Trecho do texto -
━━━━
O recurso preenche os requisitos intrínsecos e extrínsecos de admissibilidade, motivo pelo qual deve ser conhecido.

Do mérito

Do crime de desobediência

A defesa busca a absolvição pela prática do crime de desobediência sob a tese de que a conduta do apelante não se subsume ao tipo penal previsto no art. 330 do Código Penal e, sim, ao disposto no art. 195 do CTB.

O referido dispositivo estabelece:

Art. 330 - Desobedecer a ordem legal de funcionário público:

Pena - detenção, de quinze dias a seis meses, e multa.

Sobre o crime de desobediência, Cezar Roberto Bitencourt leciona:

A conduta incriminada consiste em desobedecer (descumprir, desatender) ordem legal de funcionário público. É necessário que se trate de ordem, e não mero pedido ou solicitação, e que essa ordem se dirija expressamente a quem tenha o dever jurídico de obedecer-lhe. Ademais, deve a ordem revestir-se de legalidade formal e substancial, e "o expedidor ou executor da ordem há de ser funcionário público, mas este, na espécie, se entende aquele que o é no sentido estrito do direito administrativo" (Nelson Hungria, Comentários ao Código Penal, v. 4, p. 417) (Código penal comentado. 4ª ed. São Paulo: Saraiva, 2007, p. 1115).

Embora a materialidade e a autoria não tenham sido contestadas pela defesa, cumpre reiterar que elas estão plenamente comprovadas pelo Auto de prisão em flagrante (evento 1/PG - 16-11-2018), pelo Boletim de Ocorrência (evento 1, ADPF 2/PG - 16-11-2018), pelo Auto de exibição e apreensão (evento, ADPF 4/PG - 16-11-2018), pelas imagens da câmera de monitoramento (evento 20/PG - 2-12-2018), bem como pela prova oral produzida em ambas as fases processuais.

Frente essas balizas, verifica-se que o pleito da defesa não merece guarida.

Isso porque o dispositivo do Código de Trânsito Brasileiro arguido pela defesa prevê:

Art. 195. Desobedecer às ordens emanadas da autoridade competente de trânsito ou de seus agentes:

Infração - grave;

Penalidade - multa.
━━━━
Dados fornecidos -
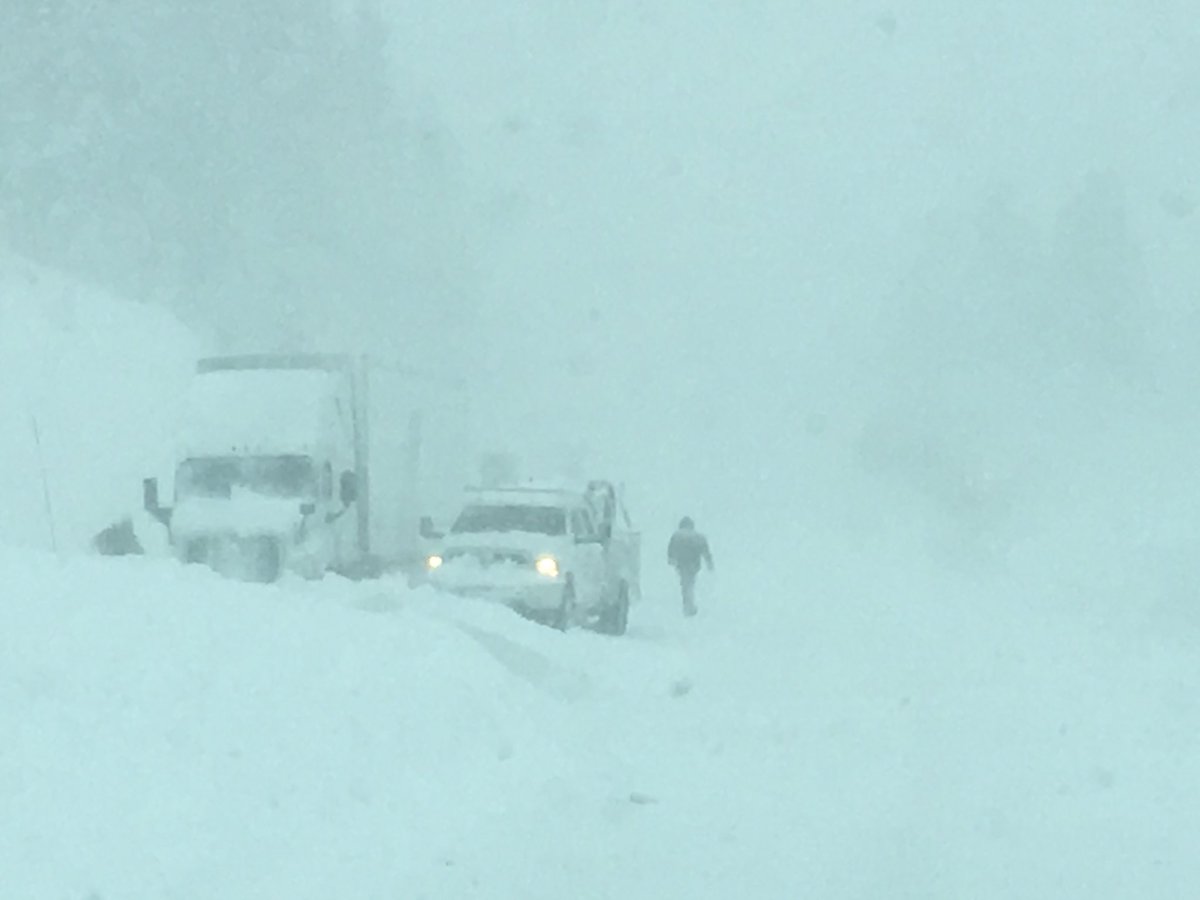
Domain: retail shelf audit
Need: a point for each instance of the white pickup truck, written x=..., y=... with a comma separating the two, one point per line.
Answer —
x=563, y=557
━━━━
Tarefas -
a) Reescreva a parte do trecho que começa com as palavras contendo "O referido dispositivo" e termina com "2007, p. 1115).", trocando "funcionário público" por "servidor público".
b) Segundo o trecho, qual é a pena prevista no art. 330 do Código Penal?

Soluções completas -
a)
O referido dispositivo estabelece:

Art. 330 - Desobedecer a ordem legal de servidor público:

Pena - detenção, de quinze dias a seis meses, e multa.

Sobre o crime de desobediência, Cezar Roberto Bitencourt leciona:

A conduta incriminada consiste em desobedecer (descumprir, desatender) ordem legal de servidor público. É necessário que se trate de ordem, e não mero pedido ou solicitação, e que essa ordem se dirija expressamente a quem tenha o dever jurídico de obedecer-lhe. Ademais, deve a ordem revestir-se de legalidade formal e substancial, e "o expedidor ou executor da ordem há de ser servidor público, mas este, na espécie, se entende aquele que o é no sentido estrito do direito administrativo" (Nelson Hungria, Comentários ao Código Penal, v. 4, p. 417) (Código penal comentado. 4ª ed. São Paulo: Saraiva, 2007, p. 1115).

b) Detenção, de quinze dias a seis meses, e multa.